(Coordinate annotation entries)
+ + + + + + +
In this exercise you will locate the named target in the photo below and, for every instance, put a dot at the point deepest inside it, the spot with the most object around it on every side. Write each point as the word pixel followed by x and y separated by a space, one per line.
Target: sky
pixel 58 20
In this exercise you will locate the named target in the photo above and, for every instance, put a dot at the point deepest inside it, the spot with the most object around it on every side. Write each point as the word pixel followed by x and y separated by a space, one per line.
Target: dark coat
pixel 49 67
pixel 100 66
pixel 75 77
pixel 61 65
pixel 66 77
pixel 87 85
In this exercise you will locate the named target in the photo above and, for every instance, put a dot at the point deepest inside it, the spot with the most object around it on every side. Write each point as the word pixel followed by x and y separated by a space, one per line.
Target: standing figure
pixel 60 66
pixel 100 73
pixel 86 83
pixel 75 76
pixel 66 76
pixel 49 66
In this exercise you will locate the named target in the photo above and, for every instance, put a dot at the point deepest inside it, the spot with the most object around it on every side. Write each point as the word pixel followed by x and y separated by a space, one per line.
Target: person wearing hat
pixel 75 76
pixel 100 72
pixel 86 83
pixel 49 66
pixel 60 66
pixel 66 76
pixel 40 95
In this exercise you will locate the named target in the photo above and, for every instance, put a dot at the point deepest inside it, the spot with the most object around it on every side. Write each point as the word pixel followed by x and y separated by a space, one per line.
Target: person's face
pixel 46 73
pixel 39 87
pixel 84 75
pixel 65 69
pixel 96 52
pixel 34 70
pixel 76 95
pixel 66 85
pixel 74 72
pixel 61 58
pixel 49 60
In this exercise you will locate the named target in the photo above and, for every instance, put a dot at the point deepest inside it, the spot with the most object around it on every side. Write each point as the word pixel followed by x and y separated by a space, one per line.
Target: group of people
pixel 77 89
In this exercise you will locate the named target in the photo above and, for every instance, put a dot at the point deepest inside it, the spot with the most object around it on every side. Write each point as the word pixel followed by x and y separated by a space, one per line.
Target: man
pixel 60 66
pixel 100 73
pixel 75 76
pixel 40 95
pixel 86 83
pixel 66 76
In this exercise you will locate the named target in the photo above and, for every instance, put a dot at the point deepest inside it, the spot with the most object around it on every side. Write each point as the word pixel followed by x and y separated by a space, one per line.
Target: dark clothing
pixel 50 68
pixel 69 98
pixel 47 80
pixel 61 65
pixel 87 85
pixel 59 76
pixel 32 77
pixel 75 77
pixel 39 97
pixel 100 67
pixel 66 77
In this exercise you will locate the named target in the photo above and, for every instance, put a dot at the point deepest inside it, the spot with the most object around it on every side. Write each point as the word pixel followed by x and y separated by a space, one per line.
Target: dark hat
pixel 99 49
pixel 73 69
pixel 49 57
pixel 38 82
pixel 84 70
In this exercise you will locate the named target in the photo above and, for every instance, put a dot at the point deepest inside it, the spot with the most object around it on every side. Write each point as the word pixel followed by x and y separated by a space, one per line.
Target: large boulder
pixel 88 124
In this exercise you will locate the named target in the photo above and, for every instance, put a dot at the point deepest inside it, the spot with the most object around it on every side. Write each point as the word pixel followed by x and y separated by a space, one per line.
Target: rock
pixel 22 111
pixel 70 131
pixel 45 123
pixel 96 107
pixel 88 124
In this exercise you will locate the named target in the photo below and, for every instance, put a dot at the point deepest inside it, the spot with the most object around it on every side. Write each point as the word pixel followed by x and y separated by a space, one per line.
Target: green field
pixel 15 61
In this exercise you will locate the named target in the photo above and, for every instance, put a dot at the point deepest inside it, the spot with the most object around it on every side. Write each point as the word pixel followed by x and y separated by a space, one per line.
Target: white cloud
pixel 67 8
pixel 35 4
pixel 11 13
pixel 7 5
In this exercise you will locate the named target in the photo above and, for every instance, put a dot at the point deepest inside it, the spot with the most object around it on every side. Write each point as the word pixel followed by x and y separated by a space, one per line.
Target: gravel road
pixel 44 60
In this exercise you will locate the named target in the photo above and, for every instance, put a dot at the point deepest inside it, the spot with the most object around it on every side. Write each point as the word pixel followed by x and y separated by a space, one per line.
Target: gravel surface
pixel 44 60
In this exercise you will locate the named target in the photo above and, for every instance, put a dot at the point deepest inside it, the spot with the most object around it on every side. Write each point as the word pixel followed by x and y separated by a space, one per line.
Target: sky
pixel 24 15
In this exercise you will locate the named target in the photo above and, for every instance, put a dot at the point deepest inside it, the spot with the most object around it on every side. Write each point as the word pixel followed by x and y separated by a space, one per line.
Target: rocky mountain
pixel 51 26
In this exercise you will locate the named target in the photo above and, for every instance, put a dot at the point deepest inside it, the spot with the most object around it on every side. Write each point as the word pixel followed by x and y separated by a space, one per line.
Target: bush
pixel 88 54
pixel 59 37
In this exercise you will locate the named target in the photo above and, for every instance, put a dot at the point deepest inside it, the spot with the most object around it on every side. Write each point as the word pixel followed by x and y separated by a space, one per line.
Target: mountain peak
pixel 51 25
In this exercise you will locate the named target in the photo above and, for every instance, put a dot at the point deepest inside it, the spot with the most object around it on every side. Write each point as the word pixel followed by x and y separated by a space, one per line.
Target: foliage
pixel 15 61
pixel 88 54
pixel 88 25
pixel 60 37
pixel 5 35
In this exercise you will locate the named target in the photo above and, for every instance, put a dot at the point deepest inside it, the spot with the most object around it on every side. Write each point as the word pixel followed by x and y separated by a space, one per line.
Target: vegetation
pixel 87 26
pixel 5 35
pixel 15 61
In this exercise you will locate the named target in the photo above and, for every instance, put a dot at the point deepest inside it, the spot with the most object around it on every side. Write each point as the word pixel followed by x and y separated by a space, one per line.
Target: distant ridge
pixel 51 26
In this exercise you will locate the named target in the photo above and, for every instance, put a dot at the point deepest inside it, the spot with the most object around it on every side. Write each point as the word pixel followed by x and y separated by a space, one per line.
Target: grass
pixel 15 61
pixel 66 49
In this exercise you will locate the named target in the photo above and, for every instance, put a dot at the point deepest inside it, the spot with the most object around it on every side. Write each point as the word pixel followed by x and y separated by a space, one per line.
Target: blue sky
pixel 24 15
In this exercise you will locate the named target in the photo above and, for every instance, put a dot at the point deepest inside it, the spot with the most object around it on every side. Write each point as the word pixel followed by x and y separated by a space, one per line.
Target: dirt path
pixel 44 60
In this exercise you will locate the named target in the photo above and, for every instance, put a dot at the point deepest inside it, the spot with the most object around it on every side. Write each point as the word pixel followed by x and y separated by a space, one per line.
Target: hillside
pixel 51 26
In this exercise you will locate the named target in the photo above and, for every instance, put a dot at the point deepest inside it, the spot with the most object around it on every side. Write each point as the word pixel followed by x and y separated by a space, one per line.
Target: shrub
+ + + + + + +
## WHAT TO PRODUCE
Write the complete data out, exactly as above.

## TASK ANSWER
In this exercise you will locate the named target in the photo below and, for every instance, put a dot at the point deepest inside it, the spot with the most object around it on every side. Write each point as the word pixel followed by x and y separated by a space, one per line.
Target: sky
pixel 58 20
In this exercise you will locate the named target in the photo above and, for every instance, put a dot at the point deepest inside it, the spot with the most object around it on every side. Write each point as the word pixel followed by x and y separated by a space, one per line.
Target: dark coat
pixel 49 67
pixel 100 66
pixel 75 77
pixel 61 65
pixel 66 77
pixel 87 85
In this exercise you will locate the named target in the photo above and, for every instance, put a dot at the point deepest inside it, the spot with the most object around it on every side. Write each point as the word pixel followed by x and y separated by a space, one per line.
Target: standing figure
pixel 60 66
pixel 100 73
pixel 86 83
pixel 75 76
pixel 66 76
pixel 49 66
In this exercise you will locate the named target in the photo above and, for every instance, put a dot at the point deepest inside it, the spot with the most object around it on every side. Write each point as the word pixel followed by x and y separated by a space, one per line.
Target: person wearing hat
pixel 75 76
pixel 100 72
pixel 86 83
pixel 49 66
pixel 60 66
pixel 66 76
pixel 40 95
In this exercise you will locate the named target in the photo above and, for every instance, put a dot at the point deepest inside it, the spot with the most object around it on every side. Write each point as the word pixel followed by x and y separated by a space, one per line.
Target: person's face
pixel 46 73
pixel 39 87
pixel 84 75
pixel 65 69
pixel 96 52
pixel 34 70
pixel 76 95
pixel 66 85
pixel 74 72
pixel 61 58
pixel 49 60
In this exercise you will locate the named target in the photo above and, for every instance, put a dot at the point deepest inside it, the spot with the most object around it on every side. Write each point as the word pixel followed by x and y separated by a space, one per line.
Target: group of people
pixel 77 89
In this exercise you will locate the named target in the photo above and, for every instance, put a dot at the point deepest inside it, the spot with the most object around it on every side. Write each point as the word pixel followed by x and y separated by a space, one per line.
Target: man
pixel 60 66
pixel 100 73
pixel 75 76
pixel 40 95
pixel 86 83
pixel 66 76
In this exercise you will locate the named target in the photo above and, for every instance, put a dot at the point deepest inside it, the spot with the most object around it on every side. Write each point as the word pixel followed by x and y separated by a space, one per line.
Target: dark clothing
pixel 50 68
pixel 69 98
pixel 47 80
pixel 61 65
pixel 87 85
pixel 59 76
pixel 32 77
pixel 75 77
pixel 39 97
pixel 100 67
pixel 66 77
In this exercise you will locate the named target in the photo above and, for every instance, put a dot at the point deepest inside it, the spot with the most object around it on every side. Write each point as the word pixel followed by x and y separated by a space, one per line.
Target: dark hat
pixel 99 49
pixel 73 69
pixel 49 57
pixel 38 82
pixel 84 70
In this exercise you will locate the named target in the photo above and, for every instance, put a dot at the point deepest inside it, the spot with the most object around it on every side. Write each point as the word pixel followed by x and y separated by a space, one per line.
Target: large boulder
pixel 88 124
In this exercise you will locate the named target in the photo above and, for every instance, put a dot at the point deepest inside it, the spot with the most object around it on every side. Write each point as the word pixel followed by x and y separated by a space, one per line.
Target: rock
pixel 22 111
pixel 70 131
pixel 45 123
pixel 96 107
pixel 88 124
In this exercise you will locate the named target in the photo below and, for every instance, put a dot at the point deepest inside it, the spot with the most object around it on every side. Write each point as the word pixel followed by x and y separated by a space, one per line.
Target: green field
pixel 15 61
In this exercise you will locate the named target in the photo above and, for every instance, put a dot at the point deepest inside it, the spot with the most object around it on every side. Write each point as the word pixel followed by x and y separated by a space, one per line.
Target: white cloud
pixel 67 8
pixel 35 4
pixel 11 13
pixel 7 5
In this exercise you will locate the named target in the photo above and, for every instance, put a dot at the point deepest inside it, the spot with the most object around it on every side. Write each point as the word pixel followed by x and y separated by a space, one per line.
Target: gravel road
pixel 44 60
In this exercise you will locate the named target in the photo above and, for every instance, put a dot at the point deepest inside it, the spot with the most object around it on every side. Write each point as the word pixel followed by x and y separated by a space, one per line.
Target: gravel surface
pixel 44 60
In this exercise you will locate the named target in the photo above and, for every instance, put a dot at the point deepest inside it, the spot with the most object around it on every side. Write each point as the word pixel followed by x and y separated by a space, one per line.
Target: sky
pixel 24 15
In this exercise you will locate the named target in the photo above and, for every instance, put a dot at the point deepest inside it, the spot with the most object around it on every side. Write each point as the word pixel followed by x and y separated by a space, one per line.
Target: rocky mountain
pixel 51 26
In this exercise you will locate the named target in the photo above and, for every instance, put a dot at the point deepest inside it, the spot with the most object around it on every side. Write each point as the word pixel followed by x and y separated by a space, one per line.
Target: bush
pixel 88 54
pixel 59 37
In this exercise you will locate the named target in the photo above and, for every instance, put a dot at the point deepest inside it, the spot with the most object around it on every side. Write each point as the word pixel followed by x and y separated by a space, one per line.
Target: mountain peak
pixel 51 25
In this exercise you will locate the named target in the photo above and, for every instance, put a dot at the point deepest inside it, the spot with the most object around it on every side. Write each point as the word pixel followed by x and y separated by a space, one per line.
Target: foliage
pixel 15 61
pixel 88 54
pixel 88 25
pixel 60 37
pixel 5 35
In this exercise you will locate the named target in the photo above and, for every instance, put a dot at the point deepest inside it, the spot with the most object around it on every side. Write each point as the word pixel followed by x and y separated by a space, one per line.
Target: vegetation
pixel 87 26
pixel 5 35
pixel 15 61
In this exercise you will locate the named target in the photo above and, for every instance, put a dot at the point deepest inside it, the spot with the most object around it on every side. Write each point as the word pixel followed by x and y separated by a space, one per line.
Target: distant ridge
pixel 51 26
In this exercise you will locate the named target in the photo above and, for every instance, put a dot at the point deepest inside it, the spot with the most object around it on every side. Write each point as the word pixel followed by x and y separated by a space, one per line.
Target: grass
pixel 15 61
pixel 66 49
In this exercise you will locate the named target in the photo above and, for every instance, put a dot at the point deepest inside it, the spot with the most object around it on every side. Write each point as the word pixel followed by x and y separated by a space, one per line.
Target: blue sky
pixel 24 15
In this exercise you will locate the named target in the photo above and, for every instance, put a dot at the point deepest inside it, the spot with the most object around it on every side. Write each point as the word pixel followed by x and y separated by a space, one per line.
Target: dirt path
pixel 44 60
In this exercise you will locate the named target in the photo above and, for every instance, put a dot at the point deepest inside it, the spot with the most object around it on every side. Write each point as the word pixel followed by x and y separated by a space, one per line.
Target: hillside
pixel 51 26
In this exercise you will locate the named target in the photo above and, for every instance, put a dot at the point deepest inside it, the spot with the most object around it on every side. Write each point as the word pixel followed by x and y separated by a space, one per line.
Target: shrub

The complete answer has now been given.